• _About this task_: Take the entries below and return them unchanged.

• • • • • • •

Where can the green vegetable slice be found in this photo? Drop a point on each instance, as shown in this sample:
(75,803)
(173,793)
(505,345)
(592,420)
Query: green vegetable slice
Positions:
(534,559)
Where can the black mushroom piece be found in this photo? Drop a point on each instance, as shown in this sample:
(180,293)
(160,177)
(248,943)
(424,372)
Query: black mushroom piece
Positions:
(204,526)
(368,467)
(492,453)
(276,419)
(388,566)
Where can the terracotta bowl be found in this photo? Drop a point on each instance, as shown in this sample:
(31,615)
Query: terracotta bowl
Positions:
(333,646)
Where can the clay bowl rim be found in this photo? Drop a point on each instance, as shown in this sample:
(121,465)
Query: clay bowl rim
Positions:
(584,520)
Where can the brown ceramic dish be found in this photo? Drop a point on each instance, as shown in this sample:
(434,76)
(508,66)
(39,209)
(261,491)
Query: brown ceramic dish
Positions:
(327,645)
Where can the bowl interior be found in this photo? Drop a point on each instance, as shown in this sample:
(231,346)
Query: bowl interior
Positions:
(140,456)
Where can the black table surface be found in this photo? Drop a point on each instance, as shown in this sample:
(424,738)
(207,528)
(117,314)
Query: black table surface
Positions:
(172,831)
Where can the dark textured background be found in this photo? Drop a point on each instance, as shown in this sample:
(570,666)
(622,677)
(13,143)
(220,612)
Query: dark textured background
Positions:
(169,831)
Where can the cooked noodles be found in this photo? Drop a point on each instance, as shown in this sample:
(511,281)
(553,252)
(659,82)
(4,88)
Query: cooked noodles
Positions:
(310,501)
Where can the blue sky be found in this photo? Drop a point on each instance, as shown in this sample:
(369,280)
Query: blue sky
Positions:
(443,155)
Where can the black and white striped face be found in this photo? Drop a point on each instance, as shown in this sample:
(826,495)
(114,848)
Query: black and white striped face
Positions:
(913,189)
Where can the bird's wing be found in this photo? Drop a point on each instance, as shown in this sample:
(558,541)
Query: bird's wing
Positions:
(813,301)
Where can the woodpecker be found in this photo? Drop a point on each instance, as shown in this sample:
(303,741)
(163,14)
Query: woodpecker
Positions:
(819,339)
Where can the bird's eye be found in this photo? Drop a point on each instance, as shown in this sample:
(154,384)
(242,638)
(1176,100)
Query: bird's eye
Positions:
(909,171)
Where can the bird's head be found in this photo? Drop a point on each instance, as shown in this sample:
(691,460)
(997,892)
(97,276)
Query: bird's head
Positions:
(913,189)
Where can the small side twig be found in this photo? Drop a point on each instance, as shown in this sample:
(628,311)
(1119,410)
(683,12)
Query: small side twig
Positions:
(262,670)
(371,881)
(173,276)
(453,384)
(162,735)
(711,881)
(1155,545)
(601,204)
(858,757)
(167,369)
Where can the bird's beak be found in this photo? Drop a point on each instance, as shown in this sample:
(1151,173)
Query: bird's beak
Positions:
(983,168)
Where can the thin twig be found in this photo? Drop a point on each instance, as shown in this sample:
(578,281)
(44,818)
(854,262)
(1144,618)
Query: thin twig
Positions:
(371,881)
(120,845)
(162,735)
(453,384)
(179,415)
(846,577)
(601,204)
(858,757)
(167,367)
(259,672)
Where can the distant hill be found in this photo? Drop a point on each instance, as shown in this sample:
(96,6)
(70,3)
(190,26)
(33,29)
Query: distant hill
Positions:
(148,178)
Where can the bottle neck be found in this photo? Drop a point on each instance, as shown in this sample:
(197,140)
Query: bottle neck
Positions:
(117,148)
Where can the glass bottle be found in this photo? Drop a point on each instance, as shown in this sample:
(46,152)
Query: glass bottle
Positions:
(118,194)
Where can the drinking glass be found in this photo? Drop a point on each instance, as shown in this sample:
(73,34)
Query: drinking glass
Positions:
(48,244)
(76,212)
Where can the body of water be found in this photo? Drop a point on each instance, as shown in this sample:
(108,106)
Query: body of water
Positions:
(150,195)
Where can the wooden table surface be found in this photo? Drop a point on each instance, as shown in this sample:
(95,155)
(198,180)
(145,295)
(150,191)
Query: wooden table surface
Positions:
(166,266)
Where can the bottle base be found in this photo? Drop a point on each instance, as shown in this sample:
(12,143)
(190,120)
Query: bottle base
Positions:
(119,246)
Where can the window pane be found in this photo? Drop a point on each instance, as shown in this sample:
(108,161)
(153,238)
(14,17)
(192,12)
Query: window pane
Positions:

• • • • • • •

• _Response to the task_:
Where can the green vegetable slice be found in this photo? Drop a point on each instance, as shown in this sample:
(75,803)
(173,793)
(505,345)
(592,420)
Query: green vegetable slice
Positions:
(534,559)
Where can the black mushroom piece be found in this photo? Drop a point on each instance, as shown in this sample:
(180,293)
(160,177)
(248,943)
(424,372)
Query: black mushroom piece
Positions:
(204,526)
(368,467)
(492,453)
(276,419)
(388,566)
Where can the terracotta bowl be found in this photo? Drop a point on each instance, as shown in this sample:
(31,615)
Query: terracotta bowl
Positions:
(333,646)
Where can the clay bowl rim be found in this photo? Drop a point on each instance, as shown in this sample:
(121,465)
Query: clay bowl rim
Positions:
(584,520)
Where can the brown ceramic dish be found in this photo? Drop a point on each instance, as shown in this sample:
(434,76)
(508,66)
(39,209)
(261,491)
Query: brown ceramic dish
Positions:
(327,645)
Where can the bowl interior be found in this photo? Drop a point on each instance, as shown in this sample:
(231,346)
Query: bowl interior
Positions:
(140,456)
Where can the black table surface be found in this photo? Drop a point on each instance, as shown in this sample:
(424,738)
(207,528)
(117,314)
Query: black table surface
Positions:
(172,831)
Where can the dark textured background be found in this photo? Drop a point on each instance, as shown in this sample:
(570,666)
(622,677)
(13,143)
(220,612)
Query: dark textured background
Positions:
(169,831)
Where can the cooked noodles be found in this photo? Drop a point on each instance, as shown in this sample:
(511,281)
(553,252)
(659,82)
(4,88)
Query: cooked noodles
Positions:
(310,501)
Where can the blue sky be found in this photo? Drop a point on each instance, as shown in this sample:
(369,280)
Query: blue sky
Positions:
(443,155)
Where can the black and white striped face be found in this photo? Drop a point on each instance, as shown in this sample:
(826,495)
(114,848)
Query: black and white striped face
Positions:
(913,189)
Where can the bird's wing be found in this photo? Drop a point on each instance, as shown in this sample:
(558,541)
Query: bird's wing
Positions:
(813,301)
Where can the woodpecker be found in this photo? Drop a point on each instance, as shown in this sample:
(303,741)
(163,14)
Query: woodpecker
Positions:
(819,339)
Where can the bird's eye be found in this photo? Drop a point on each instance, as shown in this sample:
(154,384)
(242,638)
(1176,100)
Query: bird's eye
Positions:
(909,171)
Where can the bird's head be found in this photo? Drop a point on each instance, as shown in this sample:
(691,460)
(997,892)
(97,276)
Query: bird's head
Positions:
(913,189)
Where can the small side twig be found in this photo? Drop a point on each instance, as shown in this sample:
(628,311)
(1119,410)
(683,12)
Query: small side twig
Positions:
(262,670)
(371,881)
(173,276)
(453,384)
(162,735)
(711,881)
(1155,545)
(601,204)
(858,757)
(167,369)
Where can the bird's beak be found in this photo? Drop a point on each instance, as shown in this sample:
(1151,173)
Query: bird's beak
Positions:
(983,168)
Where can the thin twig be found in this photo? Drop a point on each instance, as shown in this sample:
(578,281)
(44,818)
(854,262)
(1144,618)
Query: thin twig
Positions:
(371,881)
(120,845)
(162,735)
(453,384)
(179,415)
(846,577)
(601,204)
(858,757)
(167,367)
(259,672)
Where can the distant hill be found in this photo? Drop a point on each instance, as shown in this sample:
(96,6)
(70,3)
(190,26)
(33,29)
Query: distant hill
Positions:
(148,178)
Where can the bottle neck be found in this photo? Drop a point on each instance, as shown in this sample:
(197,140)
Query: bottle neck
Positions:
(117,148)
Where can the glass bottle be found in this photo? Drop a point on each instance, as shown in this sample:
(46,152)
Query: glass bottle
Positions:
(118,194)
Where can the drinking glass be found in this photo? Drop a point on each instance, as shown in this sample:
(73,34)
Query: drinking glass
Positions:
(48,244)
(76,212)
Where can the body of water be found in this photo? Drop a point on each instance, as shown in this sample:
(108,106)
Query: body of water
Positions:
(150,195)
Where can the wooden table surface be found in this photo? Drop a point on each instance, as shown in this sample:
(95,155)
(198,180)
(145,295)
(150,191)
Query: wooden table surface
Positions:
(166,266)
Where can the bottle base be found in this photo? Drop a point on each instance, as shown in this sample:
(12,143)
(190,120)
Query: bottle base
Positions:
(119,246)
Where can the window pane be found in this photo? Drop a point on each instance, as shown in this sample:
(108,161)
(153,238)
(14,17)
(192,12)
Query: window pane
Positions:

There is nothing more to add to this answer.